**What the exercise asks**
Set out every line of the records below as a numbered list, skipping any blank lines and leaving the pictures out.

------------

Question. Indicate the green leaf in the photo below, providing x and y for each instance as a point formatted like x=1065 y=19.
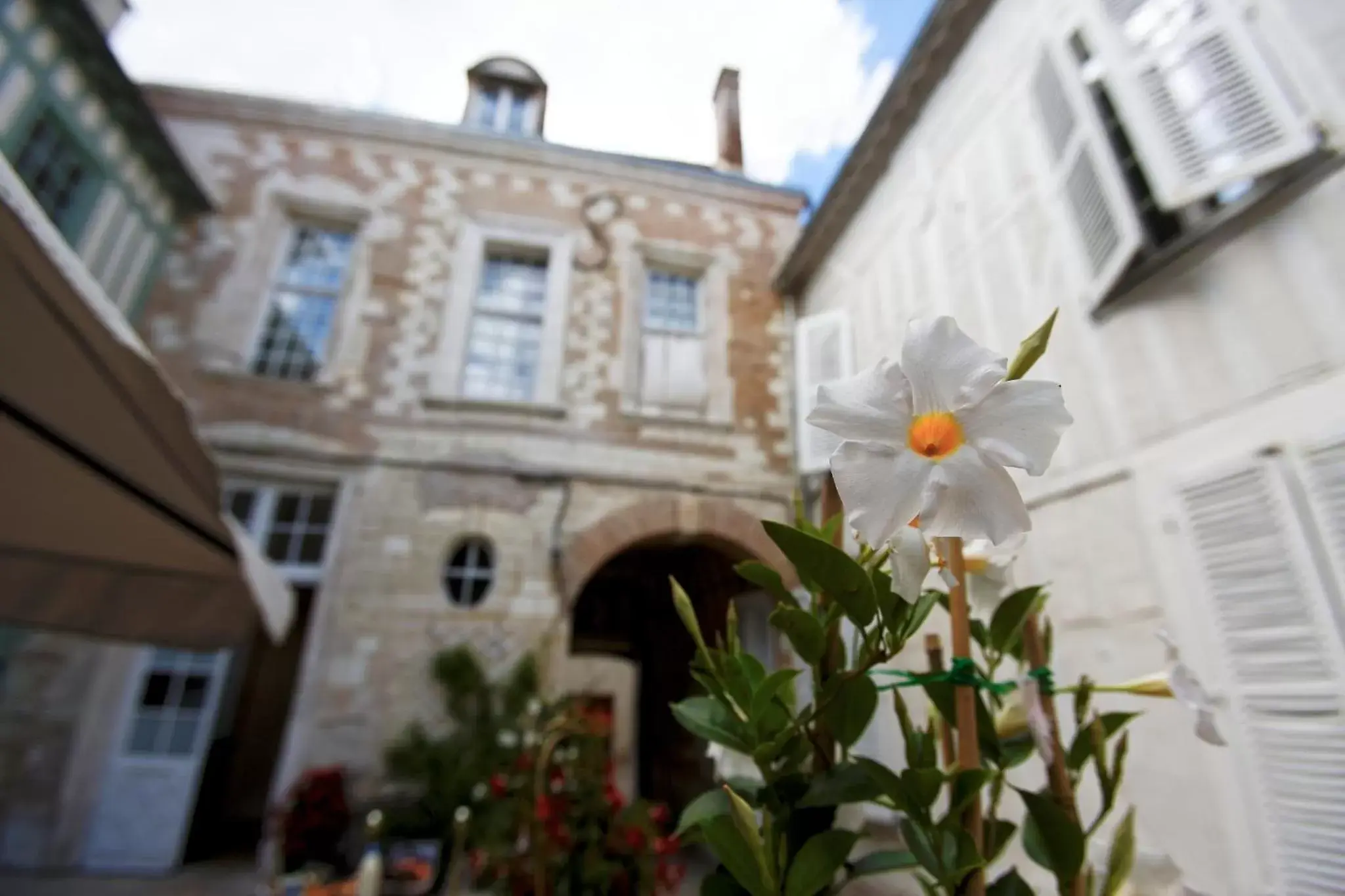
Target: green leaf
x=1060 y=842
x=767 y=580
x=1006 y=622
x=805 y=633
x=818 y=861
x=1121 y=860
x=745 y=821
x=764 y=695
x=885 y=779
x=712 y=803
x=708 y=719
x=1009 y=884
x=884 y=861
x=721 y=833
x=850 y=707
x=1082 y=748
x=996 y=836
x=959 y=853
x=966 y=786
x=921 y=847
x=830 y=568
x=847 y=784
x=1032 y=349
x=921 y=786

------------

**Solution for this problem**
1. Question. Indicate the green leaf in the photo below, providing x and y for each instance as a point formatted like x=1065 y=19.
2. Target: green leaf
3. x=1060 y=842
4. x=767 y=580
5. x=1006 y=622
6. x=805 y=633
7. x=818 y=861
8. x=1121 y=860
9. x=745 y=821
10. x=764 y=695
11. x=885 y=779
12. x=712 y=803
13. x=708 y=719
14. x=1009 y=884
15. x=884 y=861
16. x=721 y=833
17. x=850 y=707
18. x=1082 y=748
19. x=996 y=836
20. x=959 y=853
21. x=966 y=786
22. x=921 y=847
23. x=830 y=568
24. x=847 y=784
25. x=1032 y=349
26. x=921 y=786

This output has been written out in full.